**Selected extract**
Oil Slicks Spotted; 239 Feared Dead in Jet Crash

Vietnam planes see them in water, but no wreckage yet; 239 people feared dead

By Newser Editors and Wire Services

Posted Mar 7, 2014 8:24 PM CST | Updated Mar 8, 2014 7:33 AM CST

(Newser) – Hope is fading for the 239 people aboard a Malaysia Airlines jet that vanished yesterday. Chinese media say the plane crashed off the south coast of Vietnam about 1:40pm ET as it traveled from Kuala Lumpur to Beijing, reports CNN and Reuters. But no official confirmation about the fate of the Boeing 777-200 has been announced. Meanwhile, Vietnamese air force planes have spotted two large oil slicks in the water, the first tangible signs of a possible crash, reports AP. The plane was carrying 227 passengers, including two infants, and 12 crew members. Most (about 150) were from either China or Taiwan, and three were Americans, says the airline.

The LA Times says the Americans are Philip Tallmadge Wood, 50; Nicole Meng, 3; and infant Leo Meng. Wood is thought to be an IBM employee who worked for years in Beijing before shifting to Kuala Lumpur. "Our team is currently calling the next-of-kin of passengers and crew," said airlines CEO Ahmad Jauhari Yahya in a statement. "Focus of the airline is to work with the emergency responders and authorities and mobilize its full support." The Boeing 777 class of plane suffered the first fatal crash in its 20-year history last year when an Asiana Airlines jet went down in San Francisco, killing three.

**Supplied entries**
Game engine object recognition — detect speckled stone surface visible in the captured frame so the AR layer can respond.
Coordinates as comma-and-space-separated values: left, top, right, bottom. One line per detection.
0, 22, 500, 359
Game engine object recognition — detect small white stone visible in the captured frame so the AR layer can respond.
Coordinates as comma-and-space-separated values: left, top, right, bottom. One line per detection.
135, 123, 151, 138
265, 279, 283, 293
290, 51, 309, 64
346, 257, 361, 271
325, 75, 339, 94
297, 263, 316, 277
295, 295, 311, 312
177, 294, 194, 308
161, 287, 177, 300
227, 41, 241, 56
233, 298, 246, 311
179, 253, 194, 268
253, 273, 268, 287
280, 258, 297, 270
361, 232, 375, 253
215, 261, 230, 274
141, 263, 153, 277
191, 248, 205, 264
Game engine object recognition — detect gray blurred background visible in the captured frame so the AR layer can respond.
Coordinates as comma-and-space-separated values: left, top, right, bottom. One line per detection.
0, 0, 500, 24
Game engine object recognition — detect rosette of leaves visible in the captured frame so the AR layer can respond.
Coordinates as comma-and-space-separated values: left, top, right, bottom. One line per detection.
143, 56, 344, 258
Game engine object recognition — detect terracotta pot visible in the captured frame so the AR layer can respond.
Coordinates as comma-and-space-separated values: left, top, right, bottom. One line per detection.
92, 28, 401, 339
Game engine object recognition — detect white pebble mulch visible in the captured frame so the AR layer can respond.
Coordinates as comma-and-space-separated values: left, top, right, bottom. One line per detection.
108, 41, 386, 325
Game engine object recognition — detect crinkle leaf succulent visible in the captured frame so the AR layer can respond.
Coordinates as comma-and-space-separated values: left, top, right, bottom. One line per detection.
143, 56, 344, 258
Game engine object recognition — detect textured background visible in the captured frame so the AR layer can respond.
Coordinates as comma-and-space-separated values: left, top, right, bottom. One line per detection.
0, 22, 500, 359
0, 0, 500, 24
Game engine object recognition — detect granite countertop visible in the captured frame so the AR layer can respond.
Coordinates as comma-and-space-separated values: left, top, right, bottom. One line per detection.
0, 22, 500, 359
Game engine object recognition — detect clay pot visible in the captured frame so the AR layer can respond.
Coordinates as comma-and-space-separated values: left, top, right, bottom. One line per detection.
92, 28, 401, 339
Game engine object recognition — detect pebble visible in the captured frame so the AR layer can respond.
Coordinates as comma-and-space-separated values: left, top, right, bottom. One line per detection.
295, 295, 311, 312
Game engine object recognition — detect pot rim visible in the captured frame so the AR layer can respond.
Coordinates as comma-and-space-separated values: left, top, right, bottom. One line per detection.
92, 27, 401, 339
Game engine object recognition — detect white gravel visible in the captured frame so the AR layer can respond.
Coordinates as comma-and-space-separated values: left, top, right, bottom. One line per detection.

**Things to do**
(a) Reproduce the stretch of the jet crash article from "Posted Mar 7, 2014" through "says the airline.".
(b) Resume the jet crash article from where it stops.

**Task-by-task results**
(a)
Posted Mar 7, 2014 8:24 PM CST | Updated Mar 8, 2014 7:33 AM CST

(Newser) – Hope is fading for the 239 people aboard a Malaysia Airlines jet that vanished yesterday. Chinese media say the plane crashed off the south coast of Vietnam about 1:40pm ET as it traveled from Kuala Lumpur to Beijing, reports CNN and Reuters. But no official confirmation about the fate of the Boeing 777-200 has been announced. Meanwhile, Vietnamese air force planes have spotted two large oil slicks in the water, the first tangible signs of a possible crash, reports AP. The plane was carrying 227 passengers, including two infants, and 12 crew members. Most (about 150) were from either China or Taiwan, and three were Americans, says the airline.

(b)
A woman wipes her tears at Kuala Lumpur International Airport.   (AP Photo/Lai Seng Sin)
File photo of a Malaysia Airlines jet.   (AP Photo/Vincent Thian)
Staff members of Malaysian Airlines' office try to chase out journalists gathering outside the office in Beijing's International Airport.   (AP Photo/Ng Han Guan)
Malaysian Airlines Group Chief Executive Ahmad Jauhari Yahyain speaks during a press conference at a hotel in Sepang, outside Kuala Lumpur, Malaysia.   (AP Photo/Lai Seng Sin)
The arrival board at the International Airport in Beijing shows a Malaysian airliner is delayed.   (AP Photo/Ng Han Guan)
File photo of a Malaysia Airlines Boeing 777.   (AP Photo/Kyodo News)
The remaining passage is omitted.